Copy every line of the material below without changing anything.

Dataset rows:
○ ○ ○ ○ ○

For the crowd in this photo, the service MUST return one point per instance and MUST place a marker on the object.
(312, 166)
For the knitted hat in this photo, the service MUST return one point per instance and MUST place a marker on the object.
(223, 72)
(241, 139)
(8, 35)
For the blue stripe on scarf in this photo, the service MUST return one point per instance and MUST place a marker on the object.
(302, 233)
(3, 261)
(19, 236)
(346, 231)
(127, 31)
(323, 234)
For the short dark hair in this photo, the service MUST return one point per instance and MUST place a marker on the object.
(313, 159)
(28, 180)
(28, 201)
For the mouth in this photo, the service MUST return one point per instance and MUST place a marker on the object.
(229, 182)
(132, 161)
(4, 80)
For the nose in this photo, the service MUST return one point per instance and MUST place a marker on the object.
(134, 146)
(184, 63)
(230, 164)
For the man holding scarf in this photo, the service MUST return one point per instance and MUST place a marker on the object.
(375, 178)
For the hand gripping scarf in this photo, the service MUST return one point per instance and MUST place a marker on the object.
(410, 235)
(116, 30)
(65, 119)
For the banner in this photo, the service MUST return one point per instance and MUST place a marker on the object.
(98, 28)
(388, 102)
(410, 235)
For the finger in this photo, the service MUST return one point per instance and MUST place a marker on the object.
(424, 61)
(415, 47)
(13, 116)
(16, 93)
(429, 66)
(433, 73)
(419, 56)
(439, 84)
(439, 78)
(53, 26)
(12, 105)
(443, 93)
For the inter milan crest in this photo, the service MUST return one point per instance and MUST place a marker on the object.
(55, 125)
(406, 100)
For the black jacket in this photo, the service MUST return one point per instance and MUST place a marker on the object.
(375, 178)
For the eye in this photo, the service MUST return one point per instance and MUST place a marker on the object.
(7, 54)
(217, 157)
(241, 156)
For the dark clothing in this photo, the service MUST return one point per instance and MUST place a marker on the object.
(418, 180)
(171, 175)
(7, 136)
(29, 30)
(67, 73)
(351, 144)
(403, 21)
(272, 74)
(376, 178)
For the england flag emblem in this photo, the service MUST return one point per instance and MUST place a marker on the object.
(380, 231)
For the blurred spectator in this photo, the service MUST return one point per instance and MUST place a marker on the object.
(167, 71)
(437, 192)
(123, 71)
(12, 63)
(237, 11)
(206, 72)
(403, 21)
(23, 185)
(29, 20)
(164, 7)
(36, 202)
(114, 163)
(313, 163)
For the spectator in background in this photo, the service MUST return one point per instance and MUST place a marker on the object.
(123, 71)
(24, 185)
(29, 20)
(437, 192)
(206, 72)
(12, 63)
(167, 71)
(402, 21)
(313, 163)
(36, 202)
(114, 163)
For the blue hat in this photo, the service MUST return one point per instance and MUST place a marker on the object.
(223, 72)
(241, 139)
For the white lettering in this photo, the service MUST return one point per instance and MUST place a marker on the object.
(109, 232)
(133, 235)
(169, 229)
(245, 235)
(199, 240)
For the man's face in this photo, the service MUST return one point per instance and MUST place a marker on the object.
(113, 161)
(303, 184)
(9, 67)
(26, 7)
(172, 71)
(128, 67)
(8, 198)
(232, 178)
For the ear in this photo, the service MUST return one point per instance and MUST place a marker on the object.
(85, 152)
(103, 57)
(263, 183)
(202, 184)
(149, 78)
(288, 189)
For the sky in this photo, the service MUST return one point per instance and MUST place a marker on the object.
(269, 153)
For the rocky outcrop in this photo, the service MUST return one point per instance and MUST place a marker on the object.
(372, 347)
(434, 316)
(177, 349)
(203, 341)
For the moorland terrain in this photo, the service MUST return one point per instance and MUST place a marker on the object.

○ ○ ○ ○ ○

Response to the task
For the crowd in this photo, the service MUST return one point per instance and MUST place a marker on the object.
(312, 166)
For the knitted hat in this photo, the service MUST return one point per instance and MUST place a marker on the object.
(223, 72)
(241, 139)
(8, 35)
For the blue stripe on scarf in this photo, the service MUST return one point per instance and MUST place a marker on the object.
(302, 233)
(3, 261)
(19, 236)
(346, 231)
(127, 31)
(323, 234)
For the short dark hair in this photo, the service MUST return one point per instance and MUST place a marker on the object.
(313, 159)
(28, 180)
(28, 201)
For the mouth in this photo, the service MUST return one point per instance and MUST place a marker on the object.
(229, 182)
(132, 161)
(4, 80)
For the nose in this photo, the service MUST return one point per instance and MUST place a marker on the object.
(134, 146)
(184, 63)
(230, 164)
For the man holding scarf in this photo, the service MUST return one point per instance and MUST place a marker on the object.
(375, 178)
For the hand gripping scarf in this photo, the service MUST return one point per instance and MUST place a marker on the object.
(410, 235)
(116, 30)
(65, 119)
For the banner in this photo, the service MUST return one point per instance and MUST place a marker on the object.
(98, 28)
(388, 102)
(410, 235)
For the finger in this photo, the service MUST return one point per instance and MUST place a marker on the object.
(424, 61)
(415, 47)
(13, 116)
(16, 93)
(429, 66)
(433, 73)
(419, 56)
(439, 84)
(439, 78)
(53, 26)
(12, 105)
(443, 93)
For the inter milan crest in this photo, the service MUST return one point per instance and MUST place a marker on the object.
(55, 125)
(406, 100)
For the black jacket in this photo, the service MUST return one point per instance and MUST place a marker on the object.
(375, 178)
For the eye in this photo, the service MUST return one point per instance and MUST place a marker on the object.
(7, 54)
(217, 157)
(241, 156)
For the dark clothing in this photo, the service MUST return one point per instance and MUST place a marker on the object.
(418, 180)
(171, 175)
(7, 136)
(29, 30)
(67, 73)
(351, 144)
(403, 21)
(272, 74)
(376, 178)
For the england flag emblem in this photo, the service MUST return one point per instance and MUST place a marker on the object.
(380, 231)
For the blurred spectator in this photo, the service MUST return one point per instance and MUST place a marker on the object.
(167, 71)
(437, 192)
(123, 71)
(12, 63)
(237, 11)
(206, 72)
(403, 21)
(23, 185)
(29, 20)
(164, 7)
(36, 202)
(114, 163)
(313, 163)
For the spectator in background in this photo, the service MUST return one point per instance and MUST place a marker on the object.
(123, 71)
(24, 185)
(29, 20)
(437, 192)
(206, 72)
(12, 63)
(167, 71)
(402, 21)
(313, 163)
(36, 202)
(114, 163)
For the blue hat in this photo, the service MUST return one point per instance and MUST place a marker on the object.
(223, 72)
(241, 139)
For the white lettering in this photo, the service MUST return one point per instance and MUST place a marker on the object.
(109, 232)
(133, 235)
(169, 229)
(245, 235)
(199, 240)
For the man's face in this photo, the service MUST return one point per instance and MUST place a marker on the object.
(113, 161)
(303, 184)
(9, 67)
(26, 7)
(172, 71)
(128, 67)
(8, 198)
(232, 178)
For the ear in this photo, the service MUST return one point per instance and MUST place a marker on the object.
(85, 152)
(103, 57)
(263, 183)
(202, 184)
(149, 78)
(288, 189)
For the sky in this photo, the service MUST return one point per instance and MUST place a marker on the object.
(269, 153)
For the rocky outcrop in this photo, the service MUST return one point per instance and MUST place a marker on the object.
(372, 347)
(434, 316)
(177, 349)
(203, 341)
For the moorland terrain in this photo, the service MUST return one point per instance and MUST place a marker on the object.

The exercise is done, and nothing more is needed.